아래 행을 모두 다시 쓰되 "pixel coordinates"를 "image coordinates"(으)로 바꾸고 나머지는 그대로 두세요.

::: 제공된 정보

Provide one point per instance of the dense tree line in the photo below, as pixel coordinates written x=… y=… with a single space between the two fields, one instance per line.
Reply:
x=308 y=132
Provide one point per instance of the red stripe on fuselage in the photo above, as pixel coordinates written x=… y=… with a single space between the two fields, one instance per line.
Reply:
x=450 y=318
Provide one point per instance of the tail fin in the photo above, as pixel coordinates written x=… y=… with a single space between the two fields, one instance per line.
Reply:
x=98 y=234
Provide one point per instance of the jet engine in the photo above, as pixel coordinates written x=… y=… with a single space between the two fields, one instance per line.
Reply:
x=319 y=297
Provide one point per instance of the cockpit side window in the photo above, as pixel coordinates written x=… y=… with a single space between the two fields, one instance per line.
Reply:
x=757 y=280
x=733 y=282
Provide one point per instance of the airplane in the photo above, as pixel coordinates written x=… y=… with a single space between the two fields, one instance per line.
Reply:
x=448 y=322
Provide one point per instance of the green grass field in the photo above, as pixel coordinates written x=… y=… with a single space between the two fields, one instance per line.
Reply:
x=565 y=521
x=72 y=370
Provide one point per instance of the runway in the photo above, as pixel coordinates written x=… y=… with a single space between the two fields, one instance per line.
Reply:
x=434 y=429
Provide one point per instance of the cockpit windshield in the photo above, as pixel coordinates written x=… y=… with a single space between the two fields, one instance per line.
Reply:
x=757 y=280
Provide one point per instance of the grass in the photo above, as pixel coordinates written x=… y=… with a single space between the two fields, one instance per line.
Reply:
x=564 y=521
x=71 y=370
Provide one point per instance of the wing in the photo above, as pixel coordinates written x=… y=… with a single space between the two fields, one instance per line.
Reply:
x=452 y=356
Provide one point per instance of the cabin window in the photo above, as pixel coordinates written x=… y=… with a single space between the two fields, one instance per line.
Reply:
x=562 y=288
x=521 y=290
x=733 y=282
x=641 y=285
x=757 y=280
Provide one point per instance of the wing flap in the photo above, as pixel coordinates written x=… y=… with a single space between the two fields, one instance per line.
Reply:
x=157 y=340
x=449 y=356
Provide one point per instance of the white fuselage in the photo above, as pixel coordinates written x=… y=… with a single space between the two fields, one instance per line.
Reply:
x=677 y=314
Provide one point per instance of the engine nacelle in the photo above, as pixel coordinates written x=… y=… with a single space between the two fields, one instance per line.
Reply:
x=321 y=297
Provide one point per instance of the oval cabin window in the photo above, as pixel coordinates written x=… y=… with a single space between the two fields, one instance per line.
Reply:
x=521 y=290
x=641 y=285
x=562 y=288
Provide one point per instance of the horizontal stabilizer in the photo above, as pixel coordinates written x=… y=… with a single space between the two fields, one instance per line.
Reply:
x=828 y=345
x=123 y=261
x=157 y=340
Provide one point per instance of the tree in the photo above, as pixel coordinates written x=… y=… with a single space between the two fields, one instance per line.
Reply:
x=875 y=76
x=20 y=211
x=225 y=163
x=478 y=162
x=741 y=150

::::::

_정답:_
Provide one point per instance of the dense tree line in the photo below, as image coordinates written x=… y=… with a single space between the two fields, one instance per line.
Reply:
x=308 y=132
Provide one point per instance of the red stripe on fuselage in the photo above, as image coordinates written x=… y=… with a single space between the two fields, one instance per line.
Reply:
x=450 y=318
Provide one point per instance of the tail fin in the photo above, as image coordinates written x=… y=… with a single space between the two fields, one instance per line.
Reply:
x=98 y=234
Provide one point per instance of the jet engine in the photo above, as image coordinates written x=… y=… with a single space between the two fields, one instance per line.
Reply:
x=319 y=297
Provide one point per instance of the cockpit side window in the photo above, as image coordinates written x=… y=… with a single space between the two fields, one instance per line.
Reply:
x=757 y=280
x=733 y=282
Provide one point per instance of the airplane in the photo above, as image coordinates written x=… y=… with a single space between the two fields, one instance per line.
Reply:
x=448 y=322
Provide one point per instance of the green grass field in the photo above, as image coordinates written x=… y=… with a single space between the two fields, one instance per line.
Reply:
x=565 y=521
x=72 y=370
Provide one point per instance of the runway in the photo above, as image coordinates written x=… y=… with a single space between the two fields, one instance per line.
Reply:
x=434 y=429
Provide one point per instance of the cockpit windshield in the photo above, as image coordinates written x=… y=… with a single space between the two fields, one instance per line.
Reply:
x=757 y=280
Provide one point per instance of the grass in the photo above, as image coordinates written x=… y=… with a single space between the two fields, one instance per line.
Reply:
x=564 y=521
x=71 y=370
Provide one point per instance of the wing in the photo above, as image coordinates written x=… y=… with a single space between the two fields, one instance per line.
Reply:
x=452 y=356
Provide one point per instance of the cabin window in the photo above, as image coordinates written x=… y=… with a single space between the two fields, one instance per line.
Reply:
x=562 y=288
x=521 y=290
x=733 y=282
x=641 y=285
x=757 y=280
Provide one point per instance of the wing flap in the photo above, as image coordinates written x=… y=… with a single space between the two fields, one instance per line.
Reply:
x=157 y=340
x=449 y=356
Provide one point per instance of the white fuselage in the photo above, as image coordinates written x=… y=… with a single space between the two fields, one instance per line.
Reply:
x=677 y=314
Provide one point per instance of the engine nacelle in the photo above, as image coordinates written x=… y=… with a single space between the two fields, one instance per line.
Reply:
x=321 y=297
Provide one point per instance of the oval cabin window in the photo above, as image coordinates written x=… y=… with a single space between the two fields, one instance per line.
Reply:
x=521 y=290
x=641 y=285
x=562 y=288
Provide one point per instance of the horizontal stabilizer in the photo above, as image coordinates written x=… y=… with a single space between the two fields, one instance per line.
Reply:
x=828 y=345
x=123 y=261
x=157 y=340
Provide one point per instance of the tree in the photo above, as image coordinates written x=… y=… with a single space between the two fields, one instance per line.
Reply:
x=875 y=76
x=20 y=211
x=225 y=163
x=478 y=162
x=741 y=150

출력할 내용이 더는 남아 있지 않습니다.